_Extrait de page_

Avant d'abandonner ces
parages, donnons une mention à Mme Juana, qu'un de mes confrères a
surnommée la fausse
Thérésa, mais qui n'en est pas moins très goûtée. Elle
affectionne les amours étranges, dramatiques des bohémiennes et des
andalouses. C'est la Carmen des beuglants.
Que dire de Mlle
Bonnaire?
Laissons M. Vaucaire nous la dépeindre :
"Mlle Bonnaire est
tellement à part qu'elle mérite une étude complète, analysée et
raisonnée de sa personne et de son talent.
Son côté
vraiment comique, c'est l'ahurissement.
Elle arrive en
scène, la bouche bée, l'œil grand, ouvert, interrogateur, comme
si elle allait dire au public : "Eh bien! qu'est-ce qu'il y
a de cassé ? Pourquoi êtes-vous là et moi ici ? Je vais vous
chanter quelque chose d'étonnant. Tâchez de comprendre."
Puis elle fait un geste de gamin dissipé qui en veut à son
maître d'école et lance à toute volée, subitement :
Tiens! qu'est c' qu'j' vois; c'est ma photographie.
Il y
a tant de vraie bonne humeur que sa gaieté se communique et
qu'elle force tout son monde à rire.
Mais cela ne
suffisait pas à son ambition. Être au théâtre, dans un vrai
théâtre, loin des brouillards du tabac et des gens couverts.
Assez de café-concert comme cela!
Alors M. Fleury lui fit
accepter le rôle d'Angélina dans Coco-Félé. - Mlle Bonnaire est
une artiste accomplie."
Continuons maintenant notre revue.
Certaines dames se sont fait une spécialité des Valses chantées en
travesti ou en toilette de bal. Le sujet en est invariablement le même :
le plaisir, l'amour et le vin, surtout les deux premiers. La roue de
l'orgue amène presque toujours ces effluves de tendresse :
Valsez, fillettes,
Valsez, coquettes.
ou :
C'est la nuit, ma
charmante ;
Rêvons au bord des flots.
ou encore :
Viens dans mes
bras,
Que je t'emporte !
D'ordinaire, l'idée est traitée avec
un sans-façon de langue, une mièvrerie, une candeur désolante, et, ce
qui pis est, exécutée par l'artiste dans un encadrement de grimaces
affreusement ridicules. Mais enfin, c'est un des genres dont on a le
moins à rougir.

_Consigne A_
Traduisez en anglais cette phrase de l'extrait sur les chanteuses de café-concert : « Elle affectionne les amours étranges, dramatiques des bohémiennes et des andalouses. »
_Consigne B_
Recopiez les entrées depuis la ligne contenant « Task: point out each instance of the dog face » jusqu'à la fin des entrées, ces deux limites comprises, en remplaçant « single marker » par « single point » sans rien modifier d'autre.
Le texte et les entrées n'ont aucun lien entre eux.

Entrées d'étiquetage de la position d'objets:

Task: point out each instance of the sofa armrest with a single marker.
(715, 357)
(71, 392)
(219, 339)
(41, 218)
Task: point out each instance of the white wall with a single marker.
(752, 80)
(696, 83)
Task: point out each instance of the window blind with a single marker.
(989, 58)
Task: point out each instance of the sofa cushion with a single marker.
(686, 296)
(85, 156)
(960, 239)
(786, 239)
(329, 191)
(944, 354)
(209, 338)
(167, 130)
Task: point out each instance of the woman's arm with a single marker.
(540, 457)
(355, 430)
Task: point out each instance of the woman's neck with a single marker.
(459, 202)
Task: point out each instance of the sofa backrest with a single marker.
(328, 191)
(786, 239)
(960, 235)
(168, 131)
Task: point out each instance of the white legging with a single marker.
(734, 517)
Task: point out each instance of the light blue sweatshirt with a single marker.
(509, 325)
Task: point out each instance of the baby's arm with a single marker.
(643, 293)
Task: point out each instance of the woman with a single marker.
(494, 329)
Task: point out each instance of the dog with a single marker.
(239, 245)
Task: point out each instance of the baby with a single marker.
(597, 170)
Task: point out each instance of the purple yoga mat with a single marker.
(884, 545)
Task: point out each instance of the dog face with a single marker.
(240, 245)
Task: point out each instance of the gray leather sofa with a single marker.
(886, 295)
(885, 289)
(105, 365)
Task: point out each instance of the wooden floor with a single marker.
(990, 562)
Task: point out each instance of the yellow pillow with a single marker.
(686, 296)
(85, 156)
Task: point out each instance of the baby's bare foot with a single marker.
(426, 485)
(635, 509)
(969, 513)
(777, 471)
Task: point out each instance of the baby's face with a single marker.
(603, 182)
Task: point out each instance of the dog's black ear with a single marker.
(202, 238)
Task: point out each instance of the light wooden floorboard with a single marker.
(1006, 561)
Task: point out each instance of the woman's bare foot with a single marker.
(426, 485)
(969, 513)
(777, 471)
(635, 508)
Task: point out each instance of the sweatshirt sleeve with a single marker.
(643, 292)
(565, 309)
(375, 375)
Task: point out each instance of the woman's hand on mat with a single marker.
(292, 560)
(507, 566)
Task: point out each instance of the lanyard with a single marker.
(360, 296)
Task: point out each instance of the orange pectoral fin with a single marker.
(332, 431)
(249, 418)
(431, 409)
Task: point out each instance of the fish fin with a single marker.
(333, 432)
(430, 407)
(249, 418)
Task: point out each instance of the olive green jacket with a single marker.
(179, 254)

_Réponse rédigée A_
She has a fondness for the strange, dramatic loves of Bohemian and Andalusian women.

_Réponse rédigée B_
Task: point out each instance of the dog face with a single point.
(240, 245)
Task: point out each instance of the gray leather sofa with a single point.
(886, 295)
(885, 289)
(105, 365)
Task: point out each instance of the wooden floor with a single point.
(990, 562)
Task: point out each instance of the yellow pillow with a single point.
(686, 296)
(85, 156)
Task: point out each instance of the baby's bare foot with a single point.
(426, 485)
(635, 509)
(969, 513)
(777, 471)
Task: point out each instance of the baby's face with a single point.
(603, 182)
Task: point out each instance of the dog's black ear with a single point.
(202, 238)
Task: point out each instance of the light wooden floorboard with a single point.
(1006, 561)
Task: point out each instance of the woman's bare foot with a single point.
(426, 485)
(969, 513)
(777, 471)
(635, 508)
Task: point out each instance of the sweatshirt sleeve with a single point.
(643, 292)
(565, 309)
(375, 375)
Task: point out each instance of the woman's hand on mat with a single point.
(292, 560)
(507, 566)
Task: point out each instance of the lanyard with a single point.
(360, 296)
Task: point out each instance of the orange pectoral fin with a single point.
(332, 431)
(249, 418)
(431, 409)
Task: point out each instance of the fish fin with a single point.
(333, 432)
(430, 407)
(249, 418)
Task: point out each instance of the olive green jacket with a single point.
(179, 254)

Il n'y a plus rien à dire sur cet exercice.